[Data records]
-=-=-=-=-

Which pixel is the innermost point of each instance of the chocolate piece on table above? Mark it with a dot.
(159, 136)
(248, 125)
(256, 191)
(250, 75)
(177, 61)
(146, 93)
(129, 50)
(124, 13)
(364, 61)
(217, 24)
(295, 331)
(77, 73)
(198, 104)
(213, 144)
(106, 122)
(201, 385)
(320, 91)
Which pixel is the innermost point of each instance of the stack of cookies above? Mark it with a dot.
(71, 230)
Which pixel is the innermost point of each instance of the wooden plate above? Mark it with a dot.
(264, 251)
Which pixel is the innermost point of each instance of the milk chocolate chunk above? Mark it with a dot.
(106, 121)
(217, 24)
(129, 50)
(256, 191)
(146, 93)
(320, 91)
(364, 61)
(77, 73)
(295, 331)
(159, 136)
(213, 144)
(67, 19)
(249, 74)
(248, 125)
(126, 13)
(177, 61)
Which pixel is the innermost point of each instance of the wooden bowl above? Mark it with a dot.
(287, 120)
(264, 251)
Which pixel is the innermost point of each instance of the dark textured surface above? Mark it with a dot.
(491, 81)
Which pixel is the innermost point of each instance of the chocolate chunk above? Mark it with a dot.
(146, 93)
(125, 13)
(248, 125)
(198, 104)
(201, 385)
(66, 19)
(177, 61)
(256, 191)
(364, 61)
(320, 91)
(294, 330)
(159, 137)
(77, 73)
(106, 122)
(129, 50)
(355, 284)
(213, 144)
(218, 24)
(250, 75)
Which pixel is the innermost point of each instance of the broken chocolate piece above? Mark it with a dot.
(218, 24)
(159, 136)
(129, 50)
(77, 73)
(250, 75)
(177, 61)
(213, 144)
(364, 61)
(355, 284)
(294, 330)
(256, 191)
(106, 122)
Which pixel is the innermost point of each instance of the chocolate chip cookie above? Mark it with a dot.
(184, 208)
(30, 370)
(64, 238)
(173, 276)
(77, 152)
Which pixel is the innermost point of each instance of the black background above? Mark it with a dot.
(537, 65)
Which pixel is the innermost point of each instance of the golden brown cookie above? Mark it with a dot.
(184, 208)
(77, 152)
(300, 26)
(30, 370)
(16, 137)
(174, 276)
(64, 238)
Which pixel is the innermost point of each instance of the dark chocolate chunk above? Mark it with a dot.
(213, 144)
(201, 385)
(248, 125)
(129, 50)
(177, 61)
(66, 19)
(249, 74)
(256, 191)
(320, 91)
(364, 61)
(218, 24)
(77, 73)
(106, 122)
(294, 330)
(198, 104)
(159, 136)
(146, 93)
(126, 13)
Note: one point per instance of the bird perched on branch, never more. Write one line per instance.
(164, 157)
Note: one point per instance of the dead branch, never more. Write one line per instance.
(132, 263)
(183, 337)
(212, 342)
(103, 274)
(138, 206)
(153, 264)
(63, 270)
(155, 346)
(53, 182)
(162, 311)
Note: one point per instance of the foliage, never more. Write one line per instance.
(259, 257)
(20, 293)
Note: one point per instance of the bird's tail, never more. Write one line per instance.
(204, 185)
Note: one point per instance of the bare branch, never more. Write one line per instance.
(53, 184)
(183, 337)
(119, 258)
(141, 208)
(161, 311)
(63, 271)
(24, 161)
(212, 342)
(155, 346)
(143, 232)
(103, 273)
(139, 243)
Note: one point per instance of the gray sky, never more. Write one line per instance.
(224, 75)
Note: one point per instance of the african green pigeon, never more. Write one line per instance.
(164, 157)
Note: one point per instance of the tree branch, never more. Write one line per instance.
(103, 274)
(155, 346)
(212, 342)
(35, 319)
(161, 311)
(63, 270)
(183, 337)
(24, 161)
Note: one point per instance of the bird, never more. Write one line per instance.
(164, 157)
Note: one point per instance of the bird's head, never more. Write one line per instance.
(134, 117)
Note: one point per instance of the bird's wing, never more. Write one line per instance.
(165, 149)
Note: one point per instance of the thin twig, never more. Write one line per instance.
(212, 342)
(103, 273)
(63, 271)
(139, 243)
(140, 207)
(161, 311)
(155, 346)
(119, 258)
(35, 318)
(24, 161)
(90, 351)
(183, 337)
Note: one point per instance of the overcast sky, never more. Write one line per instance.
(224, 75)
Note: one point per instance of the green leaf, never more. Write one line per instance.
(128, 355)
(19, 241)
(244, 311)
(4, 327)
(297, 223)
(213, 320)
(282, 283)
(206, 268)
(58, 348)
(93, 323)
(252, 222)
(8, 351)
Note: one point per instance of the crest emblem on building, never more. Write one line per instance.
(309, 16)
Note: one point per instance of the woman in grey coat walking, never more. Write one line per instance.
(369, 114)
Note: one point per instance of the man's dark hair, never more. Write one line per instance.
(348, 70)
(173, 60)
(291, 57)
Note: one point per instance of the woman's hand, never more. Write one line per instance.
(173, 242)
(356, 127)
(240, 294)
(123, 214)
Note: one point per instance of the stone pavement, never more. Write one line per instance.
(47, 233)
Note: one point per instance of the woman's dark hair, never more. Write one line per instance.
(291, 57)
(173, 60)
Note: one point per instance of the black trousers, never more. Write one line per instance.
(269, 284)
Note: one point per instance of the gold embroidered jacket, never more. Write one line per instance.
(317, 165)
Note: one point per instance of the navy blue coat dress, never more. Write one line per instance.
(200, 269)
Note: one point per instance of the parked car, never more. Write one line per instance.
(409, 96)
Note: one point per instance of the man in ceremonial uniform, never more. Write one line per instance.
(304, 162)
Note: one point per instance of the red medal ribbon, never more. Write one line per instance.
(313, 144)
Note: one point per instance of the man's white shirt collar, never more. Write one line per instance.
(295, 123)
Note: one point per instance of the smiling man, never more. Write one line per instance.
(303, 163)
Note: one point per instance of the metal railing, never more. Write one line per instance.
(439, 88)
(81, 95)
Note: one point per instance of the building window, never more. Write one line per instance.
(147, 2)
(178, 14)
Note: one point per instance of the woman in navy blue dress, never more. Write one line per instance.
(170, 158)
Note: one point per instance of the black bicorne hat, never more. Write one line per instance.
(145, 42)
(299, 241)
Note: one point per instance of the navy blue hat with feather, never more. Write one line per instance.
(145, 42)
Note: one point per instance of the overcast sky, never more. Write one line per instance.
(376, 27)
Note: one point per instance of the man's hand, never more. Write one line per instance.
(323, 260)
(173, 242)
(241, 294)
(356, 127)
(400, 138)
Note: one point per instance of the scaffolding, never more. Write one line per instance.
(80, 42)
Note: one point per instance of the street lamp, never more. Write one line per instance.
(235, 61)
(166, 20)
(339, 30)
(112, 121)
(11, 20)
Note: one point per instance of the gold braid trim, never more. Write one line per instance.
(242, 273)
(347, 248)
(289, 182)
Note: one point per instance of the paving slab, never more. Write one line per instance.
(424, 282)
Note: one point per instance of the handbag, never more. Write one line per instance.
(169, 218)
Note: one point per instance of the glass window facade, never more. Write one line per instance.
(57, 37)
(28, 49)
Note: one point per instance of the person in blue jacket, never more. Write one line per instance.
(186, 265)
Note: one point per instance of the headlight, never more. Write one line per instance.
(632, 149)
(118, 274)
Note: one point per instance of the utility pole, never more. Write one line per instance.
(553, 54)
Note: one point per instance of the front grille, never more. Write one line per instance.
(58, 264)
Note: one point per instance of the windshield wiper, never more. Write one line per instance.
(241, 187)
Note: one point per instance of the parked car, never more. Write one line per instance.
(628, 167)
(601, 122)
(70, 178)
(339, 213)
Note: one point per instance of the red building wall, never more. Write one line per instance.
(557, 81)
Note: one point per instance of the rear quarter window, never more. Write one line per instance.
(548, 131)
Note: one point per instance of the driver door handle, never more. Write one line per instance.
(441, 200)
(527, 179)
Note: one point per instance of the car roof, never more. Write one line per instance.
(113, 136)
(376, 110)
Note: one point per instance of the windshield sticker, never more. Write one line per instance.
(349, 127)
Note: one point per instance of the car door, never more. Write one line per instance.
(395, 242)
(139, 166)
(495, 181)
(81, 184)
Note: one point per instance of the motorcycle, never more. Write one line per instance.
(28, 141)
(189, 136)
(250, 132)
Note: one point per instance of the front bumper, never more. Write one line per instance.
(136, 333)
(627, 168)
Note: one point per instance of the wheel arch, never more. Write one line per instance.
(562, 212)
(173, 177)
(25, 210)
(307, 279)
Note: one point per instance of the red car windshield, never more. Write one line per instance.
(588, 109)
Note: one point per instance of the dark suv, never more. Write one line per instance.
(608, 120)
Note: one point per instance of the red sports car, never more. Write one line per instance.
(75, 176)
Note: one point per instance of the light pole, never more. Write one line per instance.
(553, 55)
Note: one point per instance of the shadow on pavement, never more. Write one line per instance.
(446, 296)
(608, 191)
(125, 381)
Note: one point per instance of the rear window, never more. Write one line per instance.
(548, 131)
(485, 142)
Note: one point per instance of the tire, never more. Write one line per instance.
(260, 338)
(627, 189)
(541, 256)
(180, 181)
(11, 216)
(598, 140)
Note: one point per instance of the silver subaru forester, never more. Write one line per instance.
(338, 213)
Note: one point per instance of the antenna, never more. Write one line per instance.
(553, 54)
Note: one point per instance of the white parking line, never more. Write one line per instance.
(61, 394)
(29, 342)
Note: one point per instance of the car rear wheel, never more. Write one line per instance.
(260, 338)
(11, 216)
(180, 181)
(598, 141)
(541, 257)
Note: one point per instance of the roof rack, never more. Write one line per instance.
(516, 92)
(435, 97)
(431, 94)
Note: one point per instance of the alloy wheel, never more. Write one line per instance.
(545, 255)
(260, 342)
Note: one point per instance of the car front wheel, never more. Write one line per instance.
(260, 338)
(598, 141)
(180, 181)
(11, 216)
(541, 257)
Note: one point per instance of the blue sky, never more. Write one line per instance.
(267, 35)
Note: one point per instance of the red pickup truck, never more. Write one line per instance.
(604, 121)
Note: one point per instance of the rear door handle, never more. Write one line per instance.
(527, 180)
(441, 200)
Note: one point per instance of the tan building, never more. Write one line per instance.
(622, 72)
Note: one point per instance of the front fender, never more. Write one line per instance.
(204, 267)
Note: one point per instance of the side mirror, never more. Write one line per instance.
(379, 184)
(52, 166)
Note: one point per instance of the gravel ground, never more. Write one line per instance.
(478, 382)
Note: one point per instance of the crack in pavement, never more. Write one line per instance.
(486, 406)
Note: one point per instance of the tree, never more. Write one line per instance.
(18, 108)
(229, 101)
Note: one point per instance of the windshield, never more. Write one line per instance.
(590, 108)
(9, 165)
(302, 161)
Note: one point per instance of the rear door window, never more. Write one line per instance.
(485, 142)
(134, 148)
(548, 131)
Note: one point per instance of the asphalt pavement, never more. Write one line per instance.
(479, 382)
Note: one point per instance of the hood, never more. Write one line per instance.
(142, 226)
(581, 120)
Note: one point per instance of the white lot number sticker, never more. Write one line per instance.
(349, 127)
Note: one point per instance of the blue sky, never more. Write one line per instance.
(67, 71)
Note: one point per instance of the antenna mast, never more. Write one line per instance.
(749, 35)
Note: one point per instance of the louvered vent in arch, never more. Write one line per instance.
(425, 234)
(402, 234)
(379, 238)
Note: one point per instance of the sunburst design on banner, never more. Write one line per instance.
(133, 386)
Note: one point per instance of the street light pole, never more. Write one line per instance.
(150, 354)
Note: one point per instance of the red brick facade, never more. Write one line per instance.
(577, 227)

-=-=-=-=-

## Direction
Everything from the line containing "Note: one point per instance of the white lot" to the end of the data above should be quoted exactly, please, both ends included, and nothing outside that span.

## Final result
Note: one point per instance of the white lot number sticker, never more. Write one line per instance.
(349, 127)
Note: one point per instance of the blue sky, never more. Write one line per instance.
(67, 71)
Note: one point per instance of the antenna mast, never more. Write one line per instance.
(749, 35)
Note: one point per instance of the louvered vent in arch, never more. Write one line per instance.
(425, 234)
(402, 234)
(379, 238)
Note: one point per instance of the sunburst design on banner, never more. Write one line per instance.
(133, 386)
Note: one point per instance of the street light pole, never more. Write one line per instance.
(150, 354)
Note: one point per instance of the red brick facade, never more. Write one line per instance.
(577, 227)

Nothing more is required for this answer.